▶ Rows from an object pointing dataset

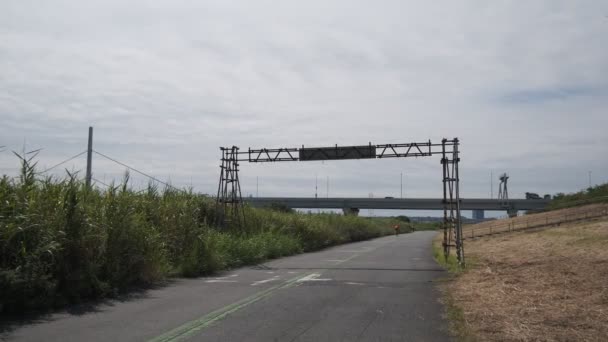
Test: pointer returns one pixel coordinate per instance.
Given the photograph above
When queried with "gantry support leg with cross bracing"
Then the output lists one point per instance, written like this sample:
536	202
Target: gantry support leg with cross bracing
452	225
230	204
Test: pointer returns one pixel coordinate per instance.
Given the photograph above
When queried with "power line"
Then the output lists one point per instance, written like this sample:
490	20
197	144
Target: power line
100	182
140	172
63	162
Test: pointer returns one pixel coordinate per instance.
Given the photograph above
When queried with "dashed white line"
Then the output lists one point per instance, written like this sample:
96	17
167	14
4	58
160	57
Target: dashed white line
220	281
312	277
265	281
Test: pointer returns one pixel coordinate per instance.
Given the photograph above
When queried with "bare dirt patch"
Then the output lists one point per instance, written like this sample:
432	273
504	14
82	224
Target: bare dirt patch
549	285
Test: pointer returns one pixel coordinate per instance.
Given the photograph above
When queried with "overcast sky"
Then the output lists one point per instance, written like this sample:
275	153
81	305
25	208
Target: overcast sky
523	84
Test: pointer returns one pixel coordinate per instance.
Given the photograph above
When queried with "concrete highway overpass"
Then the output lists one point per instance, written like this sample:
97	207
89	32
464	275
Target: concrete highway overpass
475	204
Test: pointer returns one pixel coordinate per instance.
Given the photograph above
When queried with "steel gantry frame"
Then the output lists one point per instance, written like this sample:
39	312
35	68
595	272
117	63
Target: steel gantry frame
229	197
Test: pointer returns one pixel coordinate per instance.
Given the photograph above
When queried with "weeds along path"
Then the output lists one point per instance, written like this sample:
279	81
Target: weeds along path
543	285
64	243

* * *

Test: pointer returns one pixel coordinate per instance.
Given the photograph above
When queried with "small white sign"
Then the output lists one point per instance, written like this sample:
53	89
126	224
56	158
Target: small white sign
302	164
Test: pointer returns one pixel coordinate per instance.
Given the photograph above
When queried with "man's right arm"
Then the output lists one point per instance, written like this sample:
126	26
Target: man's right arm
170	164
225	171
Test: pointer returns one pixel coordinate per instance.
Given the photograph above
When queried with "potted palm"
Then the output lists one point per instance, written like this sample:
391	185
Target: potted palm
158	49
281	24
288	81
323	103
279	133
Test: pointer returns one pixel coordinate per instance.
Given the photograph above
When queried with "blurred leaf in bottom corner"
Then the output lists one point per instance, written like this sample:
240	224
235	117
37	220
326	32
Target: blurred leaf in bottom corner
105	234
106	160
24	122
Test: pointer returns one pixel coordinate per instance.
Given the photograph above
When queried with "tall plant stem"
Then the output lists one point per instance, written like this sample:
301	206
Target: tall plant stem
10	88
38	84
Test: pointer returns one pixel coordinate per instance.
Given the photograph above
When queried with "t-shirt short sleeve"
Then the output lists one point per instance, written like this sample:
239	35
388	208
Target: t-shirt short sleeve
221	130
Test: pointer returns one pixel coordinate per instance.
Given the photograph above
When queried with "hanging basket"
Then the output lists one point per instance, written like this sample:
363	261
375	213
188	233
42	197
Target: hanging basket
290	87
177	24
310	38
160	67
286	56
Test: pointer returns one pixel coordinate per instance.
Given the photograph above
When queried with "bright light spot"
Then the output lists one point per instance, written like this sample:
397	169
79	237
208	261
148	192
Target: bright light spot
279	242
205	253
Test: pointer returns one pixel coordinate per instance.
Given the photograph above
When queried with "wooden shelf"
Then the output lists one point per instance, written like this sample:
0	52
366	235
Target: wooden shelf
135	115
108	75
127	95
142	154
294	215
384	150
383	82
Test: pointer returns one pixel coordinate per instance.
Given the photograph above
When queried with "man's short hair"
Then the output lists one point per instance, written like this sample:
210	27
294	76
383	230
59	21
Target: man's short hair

▶ Set problem
State how many lines of the records above contain the string "small", matching case exactly. Reply with the number alone.

▶ Task solution
2